WORK TO DO: Render every line of the listing below as a numbered list, dropping any blank lines.
Start of EXERCISE INPUT
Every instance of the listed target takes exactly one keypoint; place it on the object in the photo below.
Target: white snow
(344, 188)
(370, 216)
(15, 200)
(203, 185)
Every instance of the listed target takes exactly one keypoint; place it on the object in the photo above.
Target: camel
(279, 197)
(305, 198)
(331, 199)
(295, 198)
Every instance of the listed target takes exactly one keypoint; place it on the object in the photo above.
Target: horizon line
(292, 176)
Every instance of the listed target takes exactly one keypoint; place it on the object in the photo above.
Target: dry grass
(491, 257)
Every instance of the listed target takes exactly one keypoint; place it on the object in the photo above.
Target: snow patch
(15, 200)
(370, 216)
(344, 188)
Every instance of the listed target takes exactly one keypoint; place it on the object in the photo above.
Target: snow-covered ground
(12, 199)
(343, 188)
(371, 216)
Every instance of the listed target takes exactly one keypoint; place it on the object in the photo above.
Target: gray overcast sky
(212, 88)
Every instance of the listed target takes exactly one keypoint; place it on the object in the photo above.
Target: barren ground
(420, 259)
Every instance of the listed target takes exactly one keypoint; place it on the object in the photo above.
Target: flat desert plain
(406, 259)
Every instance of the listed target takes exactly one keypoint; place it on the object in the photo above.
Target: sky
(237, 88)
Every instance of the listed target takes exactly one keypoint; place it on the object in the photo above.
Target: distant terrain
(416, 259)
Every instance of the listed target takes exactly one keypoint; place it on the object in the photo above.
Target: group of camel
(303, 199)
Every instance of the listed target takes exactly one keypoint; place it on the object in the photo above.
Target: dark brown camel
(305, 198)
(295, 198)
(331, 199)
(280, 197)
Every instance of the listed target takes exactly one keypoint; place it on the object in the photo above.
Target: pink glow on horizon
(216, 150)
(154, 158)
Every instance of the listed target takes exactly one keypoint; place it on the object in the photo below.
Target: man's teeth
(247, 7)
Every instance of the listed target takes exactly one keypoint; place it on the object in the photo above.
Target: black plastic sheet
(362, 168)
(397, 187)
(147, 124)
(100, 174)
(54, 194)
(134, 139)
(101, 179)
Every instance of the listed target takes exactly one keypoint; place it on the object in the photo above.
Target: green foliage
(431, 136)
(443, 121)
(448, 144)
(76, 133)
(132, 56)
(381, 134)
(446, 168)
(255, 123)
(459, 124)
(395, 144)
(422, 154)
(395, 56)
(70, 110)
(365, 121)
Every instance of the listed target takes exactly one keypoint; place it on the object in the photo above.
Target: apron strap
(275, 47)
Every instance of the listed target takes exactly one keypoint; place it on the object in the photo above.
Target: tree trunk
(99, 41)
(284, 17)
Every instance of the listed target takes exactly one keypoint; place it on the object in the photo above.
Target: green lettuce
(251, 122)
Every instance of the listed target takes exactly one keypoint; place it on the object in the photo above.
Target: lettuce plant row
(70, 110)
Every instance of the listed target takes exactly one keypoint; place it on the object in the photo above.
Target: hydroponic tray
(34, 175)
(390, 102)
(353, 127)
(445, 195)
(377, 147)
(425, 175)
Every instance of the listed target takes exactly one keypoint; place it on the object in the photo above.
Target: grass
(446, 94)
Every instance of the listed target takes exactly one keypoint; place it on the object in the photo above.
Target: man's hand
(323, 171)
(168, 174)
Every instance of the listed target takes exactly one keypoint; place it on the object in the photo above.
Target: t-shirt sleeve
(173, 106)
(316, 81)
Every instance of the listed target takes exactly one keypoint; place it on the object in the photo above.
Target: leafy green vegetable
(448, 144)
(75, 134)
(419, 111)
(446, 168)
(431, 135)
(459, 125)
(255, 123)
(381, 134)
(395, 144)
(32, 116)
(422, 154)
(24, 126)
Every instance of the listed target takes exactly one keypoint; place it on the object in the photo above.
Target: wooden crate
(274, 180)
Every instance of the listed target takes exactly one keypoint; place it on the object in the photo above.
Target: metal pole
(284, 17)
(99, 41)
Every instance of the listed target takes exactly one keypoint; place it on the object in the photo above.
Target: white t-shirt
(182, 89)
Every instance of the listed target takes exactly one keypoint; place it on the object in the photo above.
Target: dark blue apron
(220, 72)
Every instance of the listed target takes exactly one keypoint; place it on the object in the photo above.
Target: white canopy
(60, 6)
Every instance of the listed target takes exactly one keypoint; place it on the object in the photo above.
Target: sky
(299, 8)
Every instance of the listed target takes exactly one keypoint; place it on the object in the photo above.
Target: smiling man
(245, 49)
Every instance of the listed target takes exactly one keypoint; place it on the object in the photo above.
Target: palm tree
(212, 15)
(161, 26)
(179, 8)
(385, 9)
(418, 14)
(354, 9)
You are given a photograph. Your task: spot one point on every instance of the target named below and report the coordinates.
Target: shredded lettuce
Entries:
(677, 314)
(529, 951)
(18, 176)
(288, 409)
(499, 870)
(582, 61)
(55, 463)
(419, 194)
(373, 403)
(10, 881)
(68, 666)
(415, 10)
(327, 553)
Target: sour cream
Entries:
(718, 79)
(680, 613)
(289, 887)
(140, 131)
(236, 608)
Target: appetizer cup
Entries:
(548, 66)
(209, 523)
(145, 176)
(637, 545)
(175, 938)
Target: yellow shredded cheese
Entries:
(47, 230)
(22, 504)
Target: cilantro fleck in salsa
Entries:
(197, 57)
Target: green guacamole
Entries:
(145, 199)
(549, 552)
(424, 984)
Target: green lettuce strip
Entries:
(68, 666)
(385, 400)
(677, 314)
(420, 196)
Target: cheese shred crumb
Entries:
End of EXERCISE INPUT
REPLY TO THE EXERCISE:
1. Every instance of the listed target takes exactly one keypoint; place it on the object in the photo below.
2. Target: white snow
3. (344, 188)
4. (370, 216)
5. (15, 200)
6. (203, 185)
7. Every instance of the listed target takes exactly one keypoint; place it on the object in the photo above.
8. Target: camel
9. (279, 197)
10. (305, 198)
11. (331, 199)
12. (295, 198)
13. Every instance of the listed target takes exactly one keypoint; place it on the object in the photo above.
14. Target: horizon line
15. (292, 176)
16. Every instance of the listed target takes exactly one keypoint; place it on the object in the photo above.
17. Target: dry grass
18. (491, 257)
19. Every instance of the listed target takes exactly one keypoint; place it on the object in the photo above.
20. Target: snow patch
21. (15, 200)
22. (370, 216)
23. (344, 188)
24. Every instance of the listed target takes exactly one keypoint; place it on the object in the photo above.
25. Target: snow-covered ground
26. (12, 199)
27. (343, 188)
28. (371, 216)
29. Every instance of the listed target takes exactly one keypoint; place it on the object in the photo above.
30. Target: gray overcast sky
31. (212, 88)
32. Every instance of the listed target takes exactly one keypoint; place it on the object in the photo above.
33. Target: barren ground
34. (420, 259)
35. Every instance of the listed target takes exactly one keypoint; place it on the object in the photo above.
36. Target: flat desert plain
37. (406, 259)
38. Every instance of the listed target takes exactly one keypoint; place it on the object in the photo above.
39. Target: sky
40. (237, 88)
41. Every instance of the listed target takes exactly one keypoint; place it on the object in the photo above.
42. Target: distant terrain
43. (416, 259)
44. Every instance of the listed target takes exactly one keypoint; place it on the object in the photo above.
45. Target: group of camel
46. (303, 199)
47. Every instance of the listed target takes exactly one keypoint; place it on the object in the photo above.
48. Target: dark brown camel
49. (305, 198)
50. (295, 198)
51. (331, 199)
52. (280, 197)
53. Every instance of the listed target takes exactly one keypoint; place it on the object in the photo above.
54. Target: pink glow on horizon
55. (216, 150)
56. (154, 158)
57. Every instance of the listed target takes exactly one keypoint; place it on the object in the photo below.
58. Target: man's teeth
59. (247, 7)
60. Every instance of the listed target takes exactly one keypoint; place it on the object in the photo above.
61. Target: black plastic sheet
62. (362, 168)
63. (397, 187)
64. (147, 124)
65. (100, 174)
66. (54, 194)
67. (134, 139)
68. (101, 179)
69. Every instance of the listed target takes exactly one keypoint; place it on the object in the photo above.
70. Target: green foliage
71. (431, 136)
72. (443, 121)
73. (448, 144)
74. (76, 133)
75. (132, 56)
76. (381, 134)
77. (446, 168)
78. (255, 123)
79. (459, 124)
80. (395, 144)
81. (422, 154)
82. (395, 56)
83. (70, 110)
84. (365, 121)
85. Every instance of the listed target takes exactly one keypoint; place it on the object in the photo above.
86. Target: apron strap
87. (275, 47)
88. Every instance of the listed target takes exactly one keypoint; place it on the object in the photo above.
89. Target: tree trunk
90. (99, 41)
91. (284, 17)
92. Every instance of the listed target takes exactly one keypoint; place it on the object in the photo above.
93. Target: green lettuce
94. (251, 122)
95. Every instance of the listed target takes exactly one keypoint; place it on the object in the photo above.
96. Target: lettuce plant row
97. (70, 110)
98. Every instance of the listed target takes exactly one keypoint; place it on the object in the photo above.
99. Target: hydroponic tray
100. (34, 175)
101. (390, 102)
102. (353, 127)
103. (445, 195)
104. (377, 147)
105. (425, 175)
106. Every instance of the listed target takes exactly one keypoint; place it on the object in the photo above.
107. Target: grass
108. (446, 94)
109. Every instance of the listed target takes exactly one keypoint; place it on the object in the photo above.
110. Target: man's hand
111. (323, 171)
112. (168, 174)
113. Every instance of the listed target takes exactly one keypoint; place it on the object in the photo above.
114. Target: t-shirt sleeve
115. (173, 106)
116. (316, 81)
117. Every instance of the listed target takes exactly one keypoint; place it on the object in the photo above.
118. Target: leafy green vegetable
119. (448, 144)
120. (75, 134)
121. (419, 111)
122. (446, 168)
123. (431, 135)
124. (459, 125)
125. (255, 123)
126. (381, 134)
127. (395, 144)
128. (32, 116)
129. (422, 154)
130. (24, 126)
131. Every instance of the listed target takes exactly one keypoint; place it on the object in the photo above.
132. Target: wooden crate
133. (274, 180)
134. Every instance of the listed target takes exactly one keypoint; place it on the object in the photo above.
135. Target: metal pole
136. (284, 17)
137. (99, 41)
138. Every instance of the listed target takes exactly one keypoint; place it on the object in the photo above.
139. Target: white t-shirt
140. (182, 89)
141. Every instance of the listed target takes exactly one keypoint; place it on the object in the photo above.
142. Target: dark blue apron
143. (220, 72)
144. Every instance of the listed target takes exactly one keypoint; place it on the object in the photo above.
145. Target: white canopy
146. (60, 6)
147. Every instance of the listed target takes exactly one keypoint; place it on the object in the photo above.
148. Target: sky
149. (299, 8)
150. Every instance of the listed target takes exactly one keypoint; place it on the object in the photo above.
151. Target: smiling man
152. (245, 49)
153. Every instance of the listed target takes exactly one keypoint; place it on the object in the photo above.
154. Target: palm tree
155. (212, 15)
156. (161, 26)
157. (179, 8)
158. (385, 9)
159. (418, 14)
160. (354, 9)
161. You are given a photograph. Your task: spot one point on every instance of the target named below and report the coordinates.
162. Target: shredded lettuce
163. Entries:
164. (677, 314)
165. (529, 951)
166. (18, 176)
167. (288, 409)
168. (499, 870)
169. (582, 61)
170. (55, 463)
171. (419, 194)
172. (373, 403)
173. (10, 881)
174. (68, 666)
175. (415, 10)
176. (327, 553)
177. Target: sour cream
178. Entries:
179. (718, 79)
180. (680, 613)
181. (289, 887)
182. (140, 131)
183. (236, 608)
184. Target: appetizer cup
185. Entries:
186. (548, 66)
187. (209, 523)
188. (145, 176)
189. (637, 545)
190. (175, 938)
191. Target: yellow shredded cheese
192. Entries:
193. (47, 230)
194. (22, 504)
195. Target: cilantro fleck in salsa
196. Entries:
197. (197, 57)
198. Target: green guacamole
199. Entries:
200. (145, 199)
201. (549, 552)
202. (424, 984)
203. Target: green lettuce strip
204. Entries:
205. (68, 666)
206. (385, 400)
207. (677, 314)
208. (420, 196)
209. Target: cheese shred crumb
210. Entries:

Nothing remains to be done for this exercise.